| Task requirements |
Reproduce every one of the records below word for word, changing nothing.

[Collected data entries]

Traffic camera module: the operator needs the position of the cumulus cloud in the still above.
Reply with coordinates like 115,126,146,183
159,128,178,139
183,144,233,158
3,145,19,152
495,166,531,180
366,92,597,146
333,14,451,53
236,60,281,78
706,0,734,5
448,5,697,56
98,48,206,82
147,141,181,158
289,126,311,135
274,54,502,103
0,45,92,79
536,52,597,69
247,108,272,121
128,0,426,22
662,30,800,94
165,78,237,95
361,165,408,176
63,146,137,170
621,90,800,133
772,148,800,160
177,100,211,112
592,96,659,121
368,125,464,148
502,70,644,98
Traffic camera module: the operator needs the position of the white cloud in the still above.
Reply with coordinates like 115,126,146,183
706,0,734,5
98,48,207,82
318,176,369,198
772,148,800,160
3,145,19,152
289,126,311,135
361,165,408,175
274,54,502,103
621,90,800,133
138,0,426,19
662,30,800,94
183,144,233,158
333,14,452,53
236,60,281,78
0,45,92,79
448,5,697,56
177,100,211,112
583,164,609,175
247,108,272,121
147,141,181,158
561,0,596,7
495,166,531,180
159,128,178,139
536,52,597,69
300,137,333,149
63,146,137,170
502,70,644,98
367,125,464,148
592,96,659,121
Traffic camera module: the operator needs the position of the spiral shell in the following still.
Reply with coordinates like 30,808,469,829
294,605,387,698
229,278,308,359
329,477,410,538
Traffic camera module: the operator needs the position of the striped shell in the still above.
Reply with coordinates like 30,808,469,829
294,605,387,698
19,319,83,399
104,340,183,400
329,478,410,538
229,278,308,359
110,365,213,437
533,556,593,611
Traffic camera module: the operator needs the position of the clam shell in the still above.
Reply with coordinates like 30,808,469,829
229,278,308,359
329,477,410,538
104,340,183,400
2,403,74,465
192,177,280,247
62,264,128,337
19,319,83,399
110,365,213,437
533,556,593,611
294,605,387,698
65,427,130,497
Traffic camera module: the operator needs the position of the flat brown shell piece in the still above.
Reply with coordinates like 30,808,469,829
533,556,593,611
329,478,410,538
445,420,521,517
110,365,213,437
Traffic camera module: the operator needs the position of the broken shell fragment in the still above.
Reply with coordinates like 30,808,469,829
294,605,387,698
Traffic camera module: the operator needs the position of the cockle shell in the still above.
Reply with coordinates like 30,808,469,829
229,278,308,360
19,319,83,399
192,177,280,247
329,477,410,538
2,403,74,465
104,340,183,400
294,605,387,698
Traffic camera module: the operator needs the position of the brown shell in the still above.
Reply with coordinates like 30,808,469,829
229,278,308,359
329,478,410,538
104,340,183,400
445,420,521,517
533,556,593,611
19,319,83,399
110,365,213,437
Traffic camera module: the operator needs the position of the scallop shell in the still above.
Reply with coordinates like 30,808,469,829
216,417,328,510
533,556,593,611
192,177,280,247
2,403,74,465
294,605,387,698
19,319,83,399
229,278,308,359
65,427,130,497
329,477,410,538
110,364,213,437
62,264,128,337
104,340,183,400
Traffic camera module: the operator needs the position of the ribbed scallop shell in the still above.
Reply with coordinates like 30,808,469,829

| Result of this task |
Traffic camera module: the operator needs the position of the cumulus cloud in the still above.
Reply with coordinates like 115,126,146,183
159,128,178,139
183,144,233,158
3,145,19,152
495,166,531,180
366,92,597,146
333,14,451,53
236,60,281,78
706,0,734,5
448,5,697,56
98,48,206,82
147,141,181,158
289,126,311,135
274,54,502,103
0,45,92,79
536,52,597,69
247,108,272,121
128,0,426,22
662,30,800,94
165,78,237,95
361,165,408,176
63,146,137,170
621,90,800,133
772,148,800,160
177,100,211,112
592,96,659,121
368,125,464,148
502,70,644,98
Traffic camera module: the operator needs the position of the white cloud in the still above.
Reply with coordinates like 115,126,146,183
706,0,734,5
98,48,207,82
318,176,369,198
772,148,800,160
3,145,19,152
289,126,311,135
361,165,408,175
274,54,502,103
621,90,800,133
138,0,426,19
662,30,800,94
183,144,233,158
333,14,452,53
236,60,281,78
0,45,92,79
448,5,697,56
177,100,211,112
583,164,609,175
247,108,272,121
147,141,181,158
561,0,596,7
495,166,531,180
159,128,178,139
536,52,597,69
300,137,333,149
63,146,137,170
502,70,644,98
367,125,464,148
592,96,659,121
Traffic camera module: the operator needs the position of the spiral shell in the following still.
Reply with coordinates like 30,808,469,829
294,605,387,698
229,278,308,359
329,477,410,538
Traffic camera module: the operator needs the position of the striped shell in the still above.
Reply with coordinates like 30,808,469,829
294,605,387,698
19,319,83,399
104,340,183,400
329,478,410,538
229,278,308,359
110,365,213,437
533,556,593,611
Traffic camera module: the operator needs the position of the clam shell in the still above.
Reply with coordinates like 30,808,469,829
229,278,308,359
329,477,410,538
104,340,183,400
2,403,74,465
192,177,280,247
62,264,128,337
19,319,83,399
110,365,213,437
533,556,593,611
294,605,387,698
65,427,130,497
Traffic camera module: the operator needs the position of the flat brown shell piece in the still above.
Reply with coordinates like 30,808,469,829
533,556,593,611
329,478,410,538
445,420,521,517
110,365,213,437
Traffic camera module: the operator needs the position of the broken shell fragment in the still above.
Reply with coordinates like 30,808,469,829
294,605,387,698
Traffic camera module: the operator needs the position of the cockle shell in the still above.
Reply with coordinates like 30,808,469,829
229,278,308,360
19,319,83,399
192,177,280,247
329,477,410,538
2,403,74,465
104,340,183,400
294,605,387,698
Traffic camera module: the operator needs the position of the brown shell in the still above.
Reply with coordinates like 30,808,469,829
229,278,308,359
329,478,410,538
104,340,183,400
445,420,521,517
533,556,593,611
19,319,83,399
110,365,213,437
Traffic camera module: the operator needs the position of the scallop shell in the still above.
Reply with coordinates like 30,808,469,829
216,417,328,510
533,556,593,611
192,177,280,247
2,403,74,465
294,605,387,698
19,319,83,399
229,278,308,359
65,427,130,497
329,477,410,538
110,364,213,437
62,264,128,337
104,340,183,400
Traffic camera module: the operator needs the position of the ribbed scallop shell in the still above.
Reply with coordinates like 30,808,469,829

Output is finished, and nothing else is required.